====== INPUT RECORDS ======
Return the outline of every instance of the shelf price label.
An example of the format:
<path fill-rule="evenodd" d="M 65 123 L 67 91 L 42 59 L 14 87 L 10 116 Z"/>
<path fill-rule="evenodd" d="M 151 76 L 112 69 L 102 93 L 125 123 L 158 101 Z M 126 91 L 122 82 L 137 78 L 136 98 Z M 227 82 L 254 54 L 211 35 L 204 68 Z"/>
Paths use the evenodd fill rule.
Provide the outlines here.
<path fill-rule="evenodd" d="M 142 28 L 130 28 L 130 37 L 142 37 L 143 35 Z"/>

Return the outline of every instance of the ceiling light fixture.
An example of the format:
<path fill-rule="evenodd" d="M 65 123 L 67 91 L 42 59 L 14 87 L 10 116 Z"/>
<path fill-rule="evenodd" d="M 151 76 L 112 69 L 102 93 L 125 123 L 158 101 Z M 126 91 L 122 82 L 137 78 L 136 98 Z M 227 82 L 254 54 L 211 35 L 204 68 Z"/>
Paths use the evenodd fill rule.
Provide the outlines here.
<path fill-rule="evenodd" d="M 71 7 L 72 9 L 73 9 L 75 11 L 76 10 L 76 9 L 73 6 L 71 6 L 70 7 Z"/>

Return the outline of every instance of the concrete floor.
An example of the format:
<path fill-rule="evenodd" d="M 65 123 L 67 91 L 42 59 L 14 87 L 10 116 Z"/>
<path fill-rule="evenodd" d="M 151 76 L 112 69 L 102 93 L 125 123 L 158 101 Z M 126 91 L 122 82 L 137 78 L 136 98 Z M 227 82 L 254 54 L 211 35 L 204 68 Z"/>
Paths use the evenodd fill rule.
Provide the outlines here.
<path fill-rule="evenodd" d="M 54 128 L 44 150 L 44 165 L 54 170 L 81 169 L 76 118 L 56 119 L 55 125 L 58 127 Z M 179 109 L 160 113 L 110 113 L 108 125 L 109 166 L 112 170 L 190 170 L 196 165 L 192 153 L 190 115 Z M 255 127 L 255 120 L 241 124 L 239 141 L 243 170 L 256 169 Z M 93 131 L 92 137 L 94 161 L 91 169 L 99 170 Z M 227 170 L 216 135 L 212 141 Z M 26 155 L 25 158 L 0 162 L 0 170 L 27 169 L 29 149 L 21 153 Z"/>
======
▶ _REQUIREMENT_: Copy every line of the material above word for word, with nothing changed or left out.

▶ _OUTPUT_:
Return the outline of every instance of the shelf price label.
An example of the format:
<path fill-rule="evenodd" d="M 65 123 L 67 91 L 42 59 L 14 87 L 10 116 Z"/>
<path fill-rule="evenodd" d="M 151 76 L 112 69 L 102 93 L 125 123 L 158 101 Z M 126 91 L 122 82 L 137 78 L 136 98 Z M 227 82 L 254 54 L 211 35 L 204 68 Z"/>
Paths use the evenodd fill rule.
Provide the outlines here.
<path fill-rule="evenodd" d="M 142 28 L 130 28 L 130 37 L 142 37 L 143 35 Z"/>

Return the outline of every instance of the ceiling light fixture.
An example of the format:
<path fill-rule="evenodd" d="M 65 123 L 67 91 L 42 59 L 14 87 L 10 116 Z"/>
<path fill-rule="evenodd" d="M 151 76 L 112 69 L 102 93 L 125 123 L 158 101 Z M 126 91 L 122 82 L 137 78 L 136 98 Z M 227 82 L 254 54 L 211 35 L 204 68 Z"/>
Paths use the evenodd fill rule.
Provide the outlines here.
<path fill-rule="evenodd" d="M 71 7 L 72 9 L 73 9 L 75 11 L 76 10 L 76 9 L 73 6 L 71 6 L 70 7 Z"/>

Return the outline of every instance of the concrete floor.
An example of the format:
<path fill-rule="evenodd" d="M 65 123 L 67 91 L 42 59 L 14 87 L 10 116 Z"/>
<path fill-rule="evenodd" d="M 151 76 L 112 69 L 102 93 L 125 123 L 158 101 Z M 126 91 L 122 82 L 137 78 L 136 98 Z M 227 82 L 254 54 L 211 35 L 204 68 Z"/>
Paths use the evenodd fill rule.
Provide the outlines here.
<path fill-rule="evenodd" d="M 54 128 L 44 150 L 44 165 L 54 170 L 81 169 L 76 118 L 56 119 L 55 125 L 58 127 Z M 179 109 L 160 113 L 110 113 L 108 125 L 109 166 L 112 170 L 190 170 L 196 165 L 192 153 L 190 115 Z M 255 127 L 255 120 L 241 124 L 239 141 L 243 170 L 256 169 Z M 93 131 L 92 137 L 94 161 L 91 169 L 99 170 Z M 227 170 L 216 135 L 212 141 Z M 26 155 L 25 158 L 0 162 L 0 170 L 27 169 L 29 149 L 21 153 Z"/>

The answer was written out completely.